# Texto selecionado
══════

Discussão durante a 123ª Sessão Deliberativa Extraordinária, no Senado Federal

Defesa da rejeição do processo de impeachment da Presidente Dilma Rousseff em razão do não cometimento de crime de responsabilidade.

Autor
Lídice da Mata (PSB - Partido Socialista Brasileiro/BA)
Nome completo: Lídice da Mata e Souza
Casa
Senado Federal
Tipo
Discussão
Resumo por assunto
GOVERNO FEDERAL:
  • Defesa da rejeição do processo de impeachment da Presidente Dilma Rousseff em razão do não cometimento de crime de responsabilidade.
Publicação
Publicação no DSF de 10/08/2016 - Página 104
Assunto
Outros > GOVERNO FEDERAL
Indexação
  • DEFESA, REJEIÇÃO, PROCESSO, IMPEACHMENT, DILMA ROUSSEFF, PRESIDENTE DA REPUBLICA, MOTIVO, LEGALIDADE, UTILIZAÇÃO, DECRETO FEDERAL, OBJETIVO, ABERTURA, CREDITO SUPLEMENTAR, AUSENCIA, AUTORIZAÇÃO, CONGRESSO NACIONAL, REGULARIDADE, OBTENÇÃO, EMPRESTIMO, ORIGEM, BANCO DO BRASIL, BENEFICIARIO, GOVERNO FEDERAL, DESTINAÇÃO, FINANCIAMENTO, PLANO, SAFRA.

══════

# Dados fornecidos
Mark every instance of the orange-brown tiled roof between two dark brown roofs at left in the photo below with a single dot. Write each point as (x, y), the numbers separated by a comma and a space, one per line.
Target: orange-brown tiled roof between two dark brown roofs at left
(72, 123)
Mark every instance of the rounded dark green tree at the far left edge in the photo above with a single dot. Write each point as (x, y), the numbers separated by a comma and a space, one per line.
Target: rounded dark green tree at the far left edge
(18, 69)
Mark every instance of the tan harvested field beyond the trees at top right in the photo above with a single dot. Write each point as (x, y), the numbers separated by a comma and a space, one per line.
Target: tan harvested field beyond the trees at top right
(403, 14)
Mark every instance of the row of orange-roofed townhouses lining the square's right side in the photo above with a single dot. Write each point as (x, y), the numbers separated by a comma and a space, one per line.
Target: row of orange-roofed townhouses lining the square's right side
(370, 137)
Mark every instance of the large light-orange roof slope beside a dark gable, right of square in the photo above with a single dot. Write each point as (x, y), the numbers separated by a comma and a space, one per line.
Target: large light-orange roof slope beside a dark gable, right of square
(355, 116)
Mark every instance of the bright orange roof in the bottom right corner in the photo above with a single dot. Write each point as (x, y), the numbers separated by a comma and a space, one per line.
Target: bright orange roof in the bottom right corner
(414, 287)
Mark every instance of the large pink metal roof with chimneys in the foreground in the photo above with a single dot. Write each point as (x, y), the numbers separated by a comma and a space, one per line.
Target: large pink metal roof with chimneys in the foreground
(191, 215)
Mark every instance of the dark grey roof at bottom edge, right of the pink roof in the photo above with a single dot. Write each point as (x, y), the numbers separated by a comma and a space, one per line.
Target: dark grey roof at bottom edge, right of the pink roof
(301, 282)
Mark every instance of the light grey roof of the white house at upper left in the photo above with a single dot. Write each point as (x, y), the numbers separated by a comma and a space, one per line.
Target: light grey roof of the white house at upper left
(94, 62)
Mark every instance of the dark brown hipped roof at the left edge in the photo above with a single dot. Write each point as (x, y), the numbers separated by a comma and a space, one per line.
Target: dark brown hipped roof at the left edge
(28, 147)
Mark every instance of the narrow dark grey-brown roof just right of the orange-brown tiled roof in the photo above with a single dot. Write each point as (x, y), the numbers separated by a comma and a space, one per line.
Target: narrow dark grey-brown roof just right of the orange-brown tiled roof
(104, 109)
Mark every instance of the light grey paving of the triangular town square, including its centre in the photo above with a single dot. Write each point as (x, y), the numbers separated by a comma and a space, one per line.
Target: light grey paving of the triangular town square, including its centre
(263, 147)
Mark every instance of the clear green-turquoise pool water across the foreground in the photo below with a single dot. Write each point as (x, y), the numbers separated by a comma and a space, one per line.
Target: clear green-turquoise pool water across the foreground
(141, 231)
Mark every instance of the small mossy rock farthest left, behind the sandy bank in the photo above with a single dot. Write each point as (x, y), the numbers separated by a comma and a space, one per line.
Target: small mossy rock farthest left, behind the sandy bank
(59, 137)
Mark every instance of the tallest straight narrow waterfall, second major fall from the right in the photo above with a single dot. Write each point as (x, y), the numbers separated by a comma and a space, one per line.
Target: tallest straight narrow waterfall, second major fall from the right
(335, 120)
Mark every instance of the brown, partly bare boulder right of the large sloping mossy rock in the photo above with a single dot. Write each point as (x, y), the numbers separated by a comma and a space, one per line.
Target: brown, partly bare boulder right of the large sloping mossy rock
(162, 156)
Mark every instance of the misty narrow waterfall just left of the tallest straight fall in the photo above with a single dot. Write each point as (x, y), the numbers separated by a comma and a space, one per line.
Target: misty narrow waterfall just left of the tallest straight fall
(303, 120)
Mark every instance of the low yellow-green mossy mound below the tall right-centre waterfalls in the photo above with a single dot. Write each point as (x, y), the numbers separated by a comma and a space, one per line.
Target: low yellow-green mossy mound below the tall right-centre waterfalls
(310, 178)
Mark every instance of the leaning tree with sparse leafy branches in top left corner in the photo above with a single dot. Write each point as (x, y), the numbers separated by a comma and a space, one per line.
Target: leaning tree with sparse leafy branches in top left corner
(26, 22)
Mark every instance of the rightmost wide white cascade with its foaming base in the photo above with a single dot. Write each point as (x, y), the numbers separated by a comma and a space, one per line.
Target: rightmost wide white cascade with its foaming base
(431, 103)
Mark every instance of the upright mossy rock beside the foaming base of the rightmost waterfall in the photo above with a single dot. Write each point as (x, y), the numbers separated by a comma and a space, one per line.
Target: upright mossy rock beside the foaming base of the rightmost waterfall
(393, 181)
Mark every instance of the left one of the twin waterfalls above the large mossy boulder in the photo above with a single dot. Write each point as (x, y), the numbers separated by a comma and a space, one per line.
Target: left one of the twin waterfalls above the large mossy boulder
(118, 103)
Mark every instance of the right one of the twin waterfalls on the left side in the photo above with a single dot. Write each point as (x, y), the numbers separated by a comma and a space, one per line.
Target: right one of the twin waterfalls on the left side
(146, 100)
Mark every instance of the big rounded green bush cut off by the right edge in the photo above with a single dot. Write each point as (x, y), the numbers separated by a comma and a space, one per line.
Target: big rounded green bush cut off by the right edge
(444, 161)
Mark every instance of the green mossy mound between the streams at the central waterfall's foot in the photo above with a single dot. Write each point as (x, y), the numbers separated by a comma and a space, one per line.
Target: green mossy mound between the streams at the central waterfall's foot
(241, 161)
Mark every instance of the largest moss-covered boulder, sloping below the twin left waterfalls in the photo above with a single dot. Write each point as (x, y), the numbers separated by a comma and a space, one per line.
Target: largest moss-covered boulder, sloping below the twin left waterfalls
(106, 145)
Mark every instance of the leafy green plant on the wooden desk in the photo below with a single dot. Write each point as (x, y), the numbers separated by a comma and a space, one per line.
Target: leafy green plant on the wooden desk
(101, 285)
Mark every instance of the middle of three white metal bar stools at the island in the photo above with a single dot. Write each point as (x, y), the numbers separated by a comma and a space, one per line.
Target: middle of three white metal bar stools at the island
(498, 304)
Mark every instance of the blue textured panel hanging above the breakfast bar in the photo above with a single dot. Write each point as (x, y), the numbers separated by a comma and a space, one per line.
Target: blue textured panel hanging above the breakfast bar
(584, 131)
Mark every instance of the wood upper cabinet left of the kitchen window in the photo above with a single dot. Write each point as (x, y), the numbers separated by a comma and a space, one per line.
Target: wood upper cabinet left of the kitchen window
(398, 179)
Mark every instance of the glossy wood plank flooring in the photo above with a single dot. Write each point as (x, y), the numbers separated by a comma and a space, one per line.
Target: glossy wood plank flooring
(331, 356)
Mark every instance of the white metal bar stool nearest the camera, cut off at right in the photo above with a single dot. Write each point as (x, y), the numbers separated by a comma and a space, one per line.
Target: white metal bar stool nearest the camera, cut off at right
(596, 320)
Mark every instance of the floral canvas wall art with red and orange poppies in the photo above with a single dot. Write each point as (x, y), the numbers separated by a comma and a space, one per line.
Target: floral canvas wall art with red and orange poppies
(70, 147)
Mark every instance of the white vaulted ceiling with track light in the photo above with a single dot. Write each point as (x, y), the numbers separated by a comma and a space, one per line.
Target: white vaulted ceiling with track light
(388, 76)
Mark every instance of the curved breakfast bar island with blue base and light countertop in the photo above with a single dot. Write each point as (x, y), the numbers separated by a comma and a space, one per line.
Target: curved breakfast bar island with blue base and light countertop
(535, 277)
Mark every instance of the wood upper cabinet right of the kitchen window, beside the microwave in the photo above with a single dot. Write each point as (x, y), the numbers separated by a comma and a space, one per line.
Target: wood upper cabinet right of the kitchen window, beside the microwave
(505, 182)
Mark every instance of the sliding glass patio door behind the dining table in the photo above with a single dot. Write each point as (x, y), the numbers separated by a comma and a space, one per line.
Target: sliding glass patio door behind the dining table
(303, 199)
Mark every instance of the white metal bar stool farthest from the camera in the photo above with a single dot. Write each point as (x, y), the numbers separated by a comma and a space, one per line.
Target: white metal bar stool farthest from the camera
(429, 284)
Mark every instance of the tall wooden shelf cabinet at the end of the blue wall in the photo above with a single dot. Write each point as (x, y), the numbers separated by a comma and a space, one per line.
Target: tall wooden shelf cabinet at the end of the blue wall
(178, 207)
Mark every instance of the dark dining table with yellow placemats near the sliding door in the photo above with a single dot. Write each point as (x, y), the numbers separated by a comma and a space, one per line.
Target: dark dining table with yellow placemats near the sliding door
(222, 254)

══════

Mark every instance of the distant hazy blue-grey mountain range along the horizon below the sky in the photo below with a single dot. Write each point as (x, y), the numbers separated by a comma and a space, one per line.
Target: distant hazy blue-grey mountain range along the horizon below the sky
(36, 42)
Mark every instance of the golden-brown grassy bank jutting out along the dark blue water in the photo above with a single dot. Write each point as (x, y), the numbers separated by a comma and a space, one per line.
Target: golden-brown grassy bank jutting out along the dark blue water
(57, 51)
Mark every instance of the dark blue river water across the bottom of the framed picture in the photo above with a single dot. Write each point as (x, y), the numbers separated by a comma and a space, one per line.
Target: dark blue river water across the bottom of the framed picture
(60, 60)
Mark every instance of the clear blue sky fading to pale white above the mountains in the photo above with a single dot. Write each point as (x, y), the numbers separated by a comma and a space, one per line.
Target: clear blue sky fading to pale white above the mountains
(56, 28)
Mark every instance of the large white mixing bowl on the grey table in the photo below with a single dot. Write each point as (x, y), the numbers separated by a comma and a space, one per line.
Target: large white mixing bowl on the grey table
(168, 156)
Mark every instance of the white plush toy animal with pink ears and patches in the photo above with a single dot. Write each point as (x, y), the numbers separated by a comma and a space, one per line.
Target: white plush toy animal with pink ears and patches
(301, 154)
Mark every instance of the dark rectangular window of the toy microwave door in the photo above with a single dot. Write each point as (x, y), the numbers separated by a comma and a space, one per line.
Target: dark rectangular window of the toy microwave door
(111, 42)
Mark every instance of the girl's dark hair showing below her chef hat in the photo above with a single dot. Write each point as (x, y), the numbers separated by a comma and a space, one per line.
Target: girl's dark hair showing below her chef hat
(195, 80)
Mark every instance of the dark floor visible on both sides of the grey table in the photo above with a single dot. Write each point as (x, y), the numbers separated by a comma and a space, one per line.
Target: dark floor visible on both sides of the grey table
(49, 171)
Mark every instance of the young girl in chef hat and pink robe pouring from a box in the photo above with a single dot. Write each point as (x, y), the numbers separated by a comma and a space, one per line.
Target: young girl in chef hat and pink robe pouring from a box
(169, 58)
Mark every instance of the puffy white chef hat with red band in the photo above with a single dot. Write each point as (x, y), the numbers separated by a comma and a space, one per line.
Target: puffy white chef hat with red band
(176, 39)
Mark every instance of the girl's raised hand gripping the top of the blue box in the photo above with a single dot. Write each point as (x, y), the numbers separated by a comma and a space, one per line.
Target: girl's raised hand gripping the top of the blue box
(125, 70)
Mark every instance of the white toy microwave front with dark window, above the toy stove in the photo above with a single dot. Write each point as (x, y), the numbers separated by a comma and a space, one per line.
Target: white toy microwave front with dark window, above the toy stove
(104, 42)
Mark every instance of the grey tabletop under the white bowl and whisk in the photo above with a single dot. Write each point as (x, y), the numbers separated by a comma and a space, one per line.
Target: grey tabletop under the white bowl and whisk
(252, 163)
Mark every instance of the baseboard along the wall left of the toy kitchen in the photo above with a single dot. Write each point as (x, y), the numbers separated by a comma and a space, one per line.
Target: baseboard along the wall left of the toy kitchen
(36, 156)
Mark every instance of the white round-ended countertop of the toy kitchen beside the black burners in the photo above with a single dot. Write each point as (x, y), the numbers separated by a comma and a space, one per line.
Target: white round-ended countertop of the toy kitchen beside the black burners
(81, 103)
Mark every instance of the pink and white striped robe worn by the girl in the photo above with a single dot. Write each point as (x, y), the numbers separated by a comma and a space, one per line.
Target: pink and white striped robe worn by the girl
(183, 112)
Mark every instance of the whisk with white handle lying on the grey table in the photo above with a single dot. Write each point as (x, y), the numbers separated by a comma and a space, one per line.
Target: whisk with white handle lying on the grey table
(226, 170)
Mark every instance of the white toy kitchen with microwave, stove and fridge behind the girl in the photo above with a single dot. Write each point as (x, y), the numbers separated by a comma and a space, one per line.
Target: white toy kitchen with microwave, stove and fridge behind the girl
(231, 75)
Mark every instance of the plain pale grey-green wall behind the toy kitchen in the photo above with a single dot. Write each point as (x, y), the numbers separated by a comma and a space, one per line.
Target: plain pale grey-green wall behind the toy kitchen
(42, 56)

══════

# Tarefas
1 – As afirmações a seguir estão de acordo com o texto selecionado? Responda sim ou não a cada uma e cite literalmente as palavras do texto que justificam a resposta.
(a) A autora pertence ao PSB da Bahia.
(b) A discussão foi publicada no DSF de 10/08/2016, na página 104.
(c) A discussão ocorreu durante uma sessão deliberativa ordinária.
2 – Responda às perguntas com base no texto selecionado:
(a) Qual é o nome completo da autora?
(b) Em que casa a discussão aconteceu?
(c) Em que assunto o texto selecionado está classificado?
3 – Extraia do texto selecionado, sem nenhuma alteração, o trecho que vai de "Nome completo: Lídice" a "FINANCIAMENTO, PLANO, SAFRA.".
As entradas vêm de outra fonte.

# Respostas dos exercícios
1 –
(a) Sim: "Lídice da Mata (PSB - Partido Socialista Brasileiro/BA)".
(b) Sim: "Publicação no DSF de 10/08/2016 - Página 104".
(c) Não: "123ª Sessão Deliberativa Extraordinária".

2 –
(a) Lídice da Mata e Souza.
(b) No Senado Federal.
(c) Outros > GOVERNO FEDERAL.

3 –
Nome completo: Lídice da Mata e Souza
Casa
Senado Federal
Tipo
Discussão
Resumo por assunto
GOVERNO FEDERAL:
  • Defesa da rejeição do processo de impeachment da Presidente Dilma Rousseff em razão do não cometimento de crime de responsabilidade.
Publicação
Publicação no DSF de 10/08/2016 - Página 104
Assunto
Outros > GOVERNO FEDERAL
Indexação
  • DEFESA, REJEIÇÃO, PROCESSO, IMPEACHMENT, DILMA ROUSSEFF, PRESIDENTE DA REPUBLICA, MOTIVO, LEGALIDADE, UTILIZAÇÃO, DECRETO FEDERAL, OBJETIVO, ABERTURA, CREDITO SUPLEMENTAR, AUSENCIA, AUTORIZAÇÃO, CONGRESSO NACIONAL, REGULARIDADE, OBTENÇÃO, EMPRESTIMO, ORIGEM, BANCO DO BRASIL, BENEFICIARIO, GOVERNO FEDERAL, DESTINAÇÃO, FINANCIAMENTO, PLANO, SAFRA.